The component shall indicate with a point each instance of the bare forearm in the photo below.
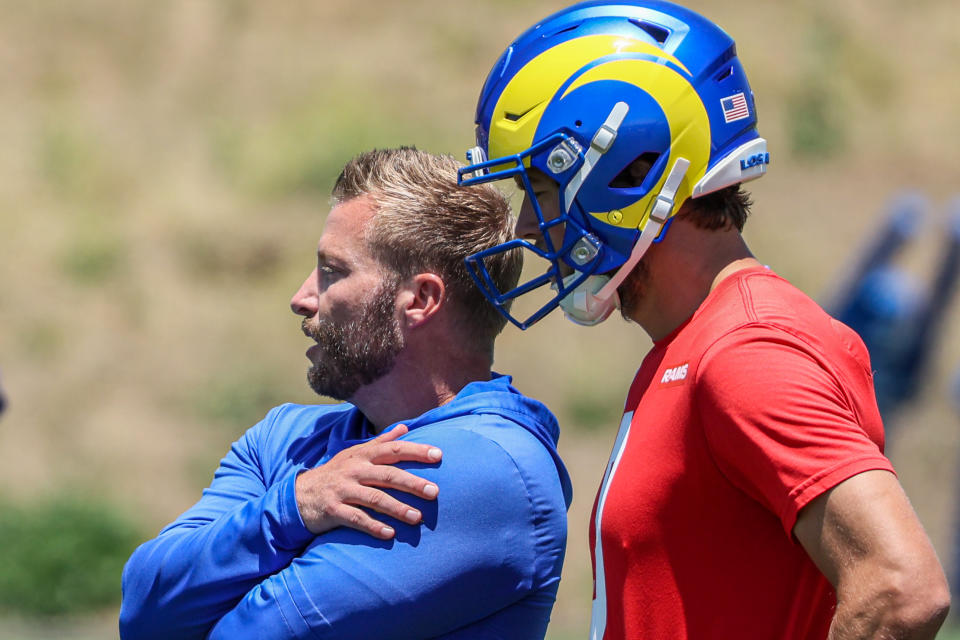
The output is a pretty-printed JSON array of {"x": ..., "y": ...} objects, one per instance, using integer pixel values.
[{"x": 890, "y": 617}]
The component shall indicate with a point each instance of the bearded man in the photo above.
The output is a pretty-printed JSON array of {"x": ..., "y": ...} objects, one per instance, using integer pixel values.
[{"x": 304, "y": 531}]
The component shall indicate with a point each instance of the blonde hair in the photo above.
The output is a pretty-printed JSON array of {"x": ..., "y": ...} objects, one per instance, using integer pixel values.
[{"x": 425, "y": 221}]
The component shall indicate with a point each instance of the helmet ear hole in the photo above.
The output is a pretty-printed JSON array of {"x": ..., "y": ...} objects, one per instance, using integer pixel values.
[{"x": 635, "y": 172}]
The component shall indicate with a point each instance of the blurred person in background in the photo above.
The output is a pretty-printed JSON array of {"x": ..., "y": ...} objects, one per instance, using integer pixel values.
[
  {"x": 899, "y": 318},
  {"x": 747, "y": 494},
  {"x": 304, "y": 531}
]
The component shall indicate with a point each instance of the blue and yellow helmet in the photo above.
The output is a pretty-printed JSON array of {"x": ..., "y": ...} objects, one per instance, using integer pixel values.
[{"x": 580, "y": 97}]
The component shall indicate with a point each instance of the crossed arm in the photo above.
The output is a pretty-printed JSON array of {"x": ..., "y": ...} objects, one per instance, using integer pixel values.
[
  {"x": 865, "y": 538},
  {"x": 242, "y": 564},
  {"x": 242, "y": 531}
]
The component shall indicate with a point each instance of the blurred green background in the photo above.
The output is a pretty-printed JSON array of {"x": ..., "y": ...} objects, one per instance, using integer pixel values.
[{"x": 165, "y": 169}]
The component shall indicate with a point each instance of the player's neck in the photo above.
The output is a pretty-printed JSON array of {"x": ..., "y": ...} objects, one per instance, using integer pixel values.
[
  {"x": 684, "y": 269},
  {"x": 422, "y": 379}
]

....

Copy the lines of the entries above that mention "helmet".

The component shall indicate with a point each instance of the helmet ear hole in the photo above.
The component shall indicate with a point each instance of the blue and yellow helmet in the photo above.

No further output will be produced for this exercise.